* _Work to be completed_: Rewrite every line of the material from the line that contains "Place a pin on every instance of the catcher's white" through the end of the material, requests included, and shift each x and y coordinate in the answers by adding 137. Leave the numbers in the requests and their format samples as they are.

— start Entries —

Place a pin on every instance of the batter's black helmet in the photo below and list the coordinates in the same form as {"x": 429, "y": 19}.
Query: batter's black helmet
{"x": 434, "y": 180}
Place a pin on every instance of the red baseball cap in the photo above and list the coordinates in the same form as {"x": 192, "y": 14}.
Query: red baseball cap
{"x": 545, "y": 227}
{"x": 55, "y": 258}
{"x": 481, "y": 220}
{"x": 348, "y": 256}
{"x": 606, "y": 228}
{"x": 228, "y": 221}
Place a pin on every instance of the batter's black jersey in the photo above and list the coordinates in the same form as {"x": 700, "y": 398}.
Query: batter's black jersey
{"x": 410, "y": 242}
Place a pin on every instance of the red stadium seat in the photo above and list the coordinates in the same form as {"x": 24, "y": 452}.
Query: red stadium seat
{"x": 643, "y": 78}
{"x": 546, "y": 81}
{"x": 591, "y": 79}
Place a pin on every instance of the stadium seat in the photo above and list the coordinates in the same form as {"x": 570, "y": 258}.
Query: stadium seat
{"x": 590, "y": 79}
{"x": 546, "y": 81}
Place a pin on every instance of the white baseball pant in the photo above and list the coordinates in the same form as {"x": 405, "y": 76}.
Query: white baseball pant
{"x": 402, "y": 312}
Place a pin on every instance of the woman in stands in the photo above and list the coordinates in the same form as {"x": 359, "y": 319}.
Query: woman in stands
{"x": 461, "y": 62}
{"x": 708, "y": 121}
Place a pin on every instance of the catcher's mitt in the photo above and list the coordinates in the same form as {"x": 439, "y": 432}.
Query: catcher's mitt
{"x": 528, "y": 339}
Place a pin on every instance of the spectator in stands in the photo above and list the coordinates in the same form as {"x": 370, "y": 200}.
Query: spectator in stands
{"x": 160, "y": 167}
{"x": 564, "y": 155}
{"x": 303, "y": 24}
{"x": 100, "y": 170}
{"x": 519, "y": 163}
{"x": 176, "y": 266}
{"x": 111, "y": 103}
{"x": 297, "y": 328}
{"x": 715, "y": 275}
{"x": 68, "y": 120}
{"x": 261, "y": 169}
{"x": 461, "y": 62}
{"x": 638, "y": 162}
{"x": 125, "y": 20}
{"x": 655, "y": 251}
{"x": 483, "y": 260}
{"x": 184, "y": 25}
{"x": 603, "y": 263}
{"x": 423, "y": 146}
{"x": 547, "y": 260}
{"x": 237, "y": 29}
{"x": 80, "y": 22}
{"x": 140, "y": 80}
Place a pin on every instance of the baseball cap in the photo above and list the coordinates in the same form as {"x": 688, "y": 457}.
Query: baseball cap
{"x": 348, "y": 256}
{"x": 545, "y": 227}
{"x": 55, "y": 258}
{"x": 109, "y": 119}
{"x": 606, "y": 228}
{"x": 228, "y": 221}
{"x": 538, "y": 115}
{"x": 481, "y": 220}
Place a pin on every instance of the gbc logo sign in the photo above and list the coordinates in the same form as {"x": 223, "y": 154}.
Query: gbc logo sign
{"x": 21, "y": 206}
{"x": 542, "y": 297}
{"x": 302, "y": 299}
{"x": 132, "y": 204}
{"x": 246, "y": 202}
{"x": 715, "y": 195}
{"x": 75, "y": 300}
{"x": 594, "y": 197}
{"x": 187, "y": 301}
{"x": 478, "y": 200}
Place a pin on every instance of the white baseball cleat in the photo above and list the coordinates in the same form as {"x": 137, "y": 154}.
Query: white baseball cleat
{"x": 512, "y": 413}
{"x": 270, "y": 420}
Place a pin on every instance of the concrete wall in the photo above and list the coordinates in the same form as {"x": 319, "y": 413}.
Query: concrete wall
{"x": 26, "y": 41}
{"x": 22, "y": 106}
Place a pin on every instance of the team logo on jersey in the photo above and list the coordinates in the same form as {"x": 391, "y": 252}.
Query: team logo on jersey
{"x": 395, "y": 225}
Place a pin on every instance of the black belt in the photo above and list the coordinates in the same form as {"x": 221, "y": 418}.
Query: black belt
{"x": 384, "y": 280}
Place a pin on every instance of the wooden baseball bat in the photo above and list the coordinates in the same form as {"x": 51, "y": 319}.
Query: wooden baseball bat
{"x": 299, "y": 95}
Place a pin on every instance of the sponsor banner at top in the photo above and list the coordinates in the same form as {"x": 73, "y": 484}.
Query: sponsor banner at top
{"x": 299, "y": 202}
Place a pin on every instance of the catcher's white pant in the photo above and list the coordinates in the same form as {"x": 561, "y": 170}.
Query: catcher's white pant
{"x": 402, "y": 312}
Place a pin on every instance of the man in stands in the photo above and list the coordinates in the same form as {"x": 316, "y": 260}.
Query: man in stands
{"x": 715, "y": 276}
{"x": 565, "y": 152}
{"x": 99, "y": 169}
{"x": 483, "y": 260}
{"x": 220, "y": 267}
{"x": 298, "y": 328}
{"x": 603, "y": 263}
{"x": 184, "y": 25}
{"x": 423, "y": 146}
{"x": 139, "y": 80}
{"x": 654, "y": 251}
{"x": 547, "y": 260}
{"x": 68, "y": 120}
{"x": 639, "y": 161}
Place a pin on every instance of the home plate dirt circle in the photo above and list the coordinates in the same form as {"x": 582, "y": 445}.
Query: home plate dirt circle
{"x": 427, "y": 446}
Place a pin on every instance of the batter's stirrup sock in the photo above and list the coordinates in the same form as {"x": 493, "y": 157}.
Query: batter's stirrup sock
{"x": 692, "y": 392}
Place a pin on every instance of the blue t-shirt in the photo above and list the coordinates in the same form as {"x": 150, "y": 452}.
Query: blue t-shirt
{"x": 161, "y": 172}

— end Entries —

* _Complete output_:
Place a pin on every instance of the catcher's white pant in the photo above and list the coordinates in the same form as {"x": 561, "y": 170}.
Query: catcher's white pant
{"x": 539, "y": 449}
Place a pin on every instance of the man in stands in the photo above and list the coordinates in the same form as {"x": 316, "y": 260}.
Query: man in stands
{"x": 852, "y": 413}
{"x": 702, "y": 289}
{"x": 236, "y": 306}
{"x": 620, "y": 397}
{"x": 357, "y": 404}
{"x": 435, "y": 465}
{"x": 740, "y": 400}
{"x": 321, "y": 162}
{"x": 560, "y": 283}
{"x": 276, "y": 217}
{"x": 791, "y": 388}
{"x": 684, "y": 397}
{"x": 205, "y": 257}
{"x": 776, "y": 298}
Place a pin on every instance of the home plate dirt circle in the photo above and list the coordinates in the same form as {"x": 582, "y": 445}.
Query: home plate dirt circle
{"x": 564, "y": 583}
Place a pin on every instance of the batter's stirrup sock in the photo above and list the coordinates in the same form as {"x": 493, "y": 157}.
Query: batter's stirrup sock
{"x": 829, "y": 529}
Place a pin on every instance of the blue t-shirt in the photo above and list the coordinates in the same form as {"x": 150, "y": 452}.
Query: blue t-shirt
{"x": 298, "y": 309}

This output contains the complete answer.